> **Task brief**
Copy every line of the listing from its start through the line holding "[[765, 836]]", inclusive, adding 81 to each keypoint coordinate in the answers and leaving all other numbers unchanged. Omit the pictures.

● ● ●

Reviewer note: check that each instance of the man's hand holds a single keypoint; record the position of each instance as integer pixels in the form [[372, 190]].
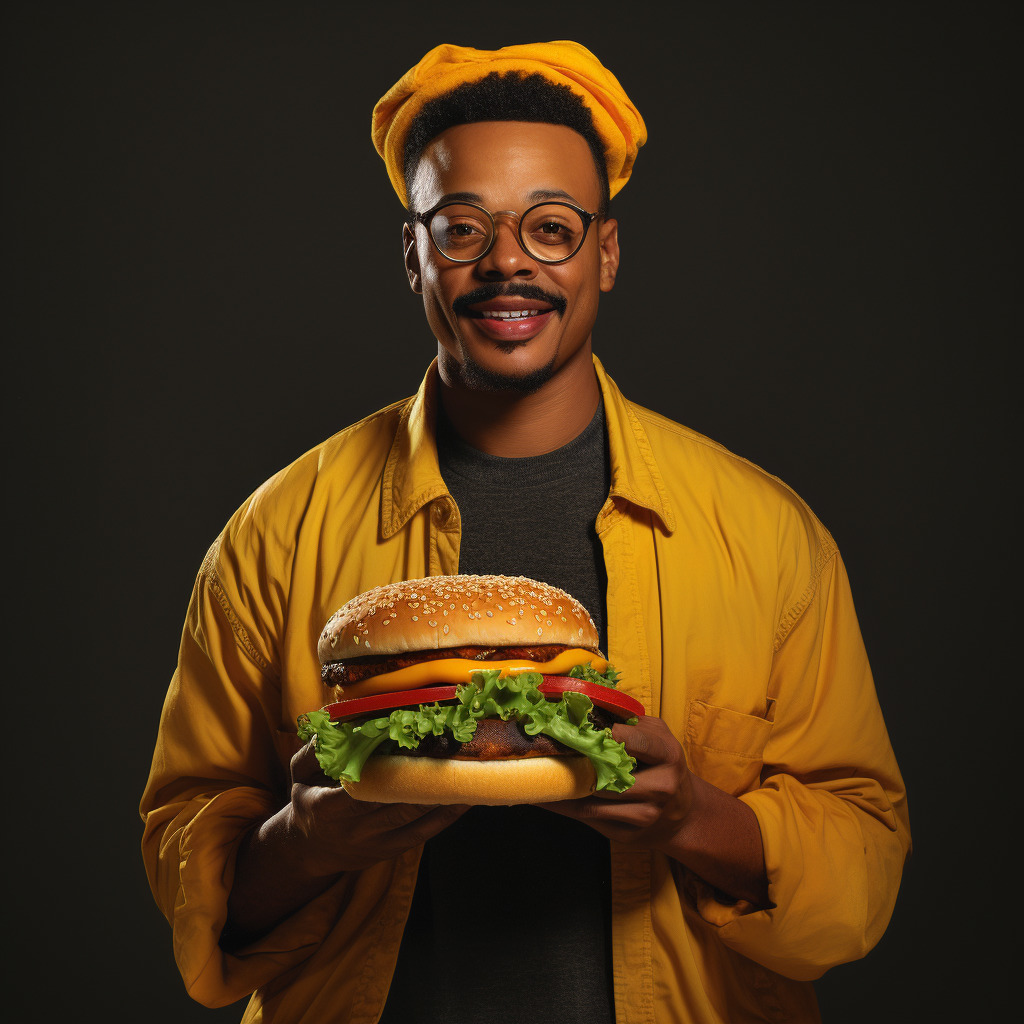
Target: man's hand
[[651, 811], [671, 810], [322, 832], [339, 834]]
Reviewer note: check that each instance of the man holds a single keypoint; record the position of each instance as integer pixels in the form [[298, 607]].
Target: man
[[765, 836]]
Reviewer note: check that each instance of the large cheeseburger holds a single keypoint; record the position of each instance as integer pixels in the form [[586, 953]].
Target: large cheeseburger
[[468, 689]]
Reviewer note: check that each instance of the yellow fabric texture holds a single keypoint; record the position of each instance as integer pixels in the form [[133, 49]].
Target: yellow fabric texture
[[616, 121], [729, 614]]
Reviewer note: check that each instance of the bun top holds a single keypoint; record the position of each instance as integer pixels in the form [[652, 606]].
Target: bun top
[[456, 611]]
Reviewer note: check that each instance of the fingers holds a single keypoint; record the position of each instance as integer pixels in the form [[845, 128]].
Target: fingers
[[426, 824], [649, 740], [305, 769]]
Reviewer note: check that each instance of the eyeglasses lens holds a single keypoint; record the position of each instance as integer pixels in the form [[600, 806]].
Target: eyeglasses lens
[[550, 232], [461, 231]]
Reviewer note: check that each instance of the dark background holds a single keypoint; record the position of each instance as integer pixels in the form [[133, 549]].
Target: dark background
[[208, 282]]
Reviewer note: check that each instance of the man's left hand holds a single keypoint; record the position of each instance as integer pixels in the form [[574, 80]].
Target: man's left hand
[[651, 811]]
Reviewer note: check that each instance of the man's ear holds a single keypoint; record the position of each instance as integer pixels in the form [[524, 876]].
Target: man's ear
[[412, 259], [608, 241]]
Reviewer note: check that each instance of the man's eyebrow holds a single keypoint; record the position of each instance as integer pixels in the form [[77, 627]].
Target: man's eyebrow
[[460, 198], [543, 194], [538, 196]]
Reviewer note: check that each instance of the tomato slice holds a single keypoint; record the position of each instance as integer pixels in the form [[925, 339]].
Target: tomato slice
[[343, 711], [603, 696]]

● ● ●

> **Correct output**
Reviewer note: check that each instance of the man's hand holds a single keypoint; record the position of each instance as integer pixels in the form [[372, 190]].
Target: man's hand
[[732, 892], [752, 891], [403, 913], [420, 915]]
Reviewer note: check that each instance of the man holds a single keypoint; record the position of each instance as integer pixels in the form [[298, 607]].
Target: man
[[846, 917]]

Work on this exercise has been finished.